Turn the part that opens with the line containing "Where can the bifold" and closes with the line containing "Query: highway" into a JSON list of strings, one string per line, with blank lines dropped. Leave the pictures out.

start DATA TO PROCESS

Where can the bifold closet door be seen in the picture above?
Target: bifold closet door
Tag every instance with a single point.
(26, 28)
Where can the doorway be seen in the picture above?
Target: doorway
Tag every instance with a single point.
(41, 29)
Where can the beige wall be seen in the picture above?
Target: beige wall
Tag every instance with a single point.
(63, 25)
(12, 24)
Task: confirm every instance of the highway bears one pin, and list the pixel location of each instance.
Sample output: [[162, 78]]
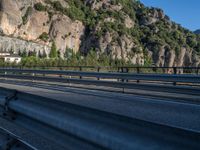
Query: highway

end DATA TO PROCESS
start DATA TO PROCESS

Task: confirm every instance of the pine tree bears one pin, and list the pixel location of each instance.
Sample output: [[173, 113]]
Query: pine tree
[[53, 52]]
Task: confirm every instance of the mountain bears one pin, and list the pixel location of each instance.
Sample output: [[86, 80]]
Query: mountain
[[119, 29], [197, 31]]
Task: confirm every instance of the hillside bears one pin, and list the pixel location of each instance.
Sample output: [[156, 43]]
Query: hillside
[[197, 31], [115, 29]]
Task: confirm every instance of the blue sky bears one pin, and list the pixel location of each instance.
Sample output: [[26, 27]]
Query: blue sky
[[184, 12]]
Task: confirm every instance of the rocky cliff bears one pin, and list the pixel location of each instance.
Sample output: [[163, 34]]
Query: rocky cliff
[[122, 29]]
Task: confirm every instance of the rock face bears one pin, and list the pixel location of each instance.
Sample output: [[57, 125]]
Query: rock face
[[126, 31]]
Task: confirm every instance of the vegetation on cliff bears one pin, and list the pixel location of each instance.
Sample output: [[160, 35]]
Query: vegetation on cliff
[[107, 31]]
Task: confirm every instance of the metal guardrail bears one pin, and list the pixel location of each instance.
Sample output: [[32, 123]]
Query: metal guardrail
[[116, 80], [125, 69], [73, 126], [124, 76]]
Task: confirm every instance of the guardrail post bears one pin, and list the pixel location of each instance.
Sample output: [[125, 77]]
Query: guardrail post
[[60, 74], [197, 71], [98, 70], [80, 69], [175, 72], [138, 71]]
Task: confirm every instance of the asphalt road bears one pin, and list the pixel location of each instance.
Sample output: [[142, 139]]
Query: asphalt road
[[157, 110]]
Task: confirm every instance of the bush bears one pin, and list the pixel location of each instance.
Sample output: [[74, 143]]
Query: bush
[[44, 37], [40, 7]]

end DATA TO PROCESS

[CORRECT RESULT]
[
  "Where can the bifold closet door be seen in the picture above?",
  "Target: bifold closet door",
  "Tag every instance with a single point.",
  "(26, 28)",
  "Where can the doorway be seen in the picture above?",
  "Target: doorway",
  "Tag every instance with a single point.",
  "(41, 29)",
  "Where can the beige wall be seen in the picture above?",
  "Target: beige wall",
  "Tag every instance with a single point.",
  "(63, 25)",
  "(12, 24)",
  "Task: confirm every instance of the highway bears one pin, and list the pixel location of each instance.",
  "Sample output: [[162, 78]]",
  "Query: highway"
]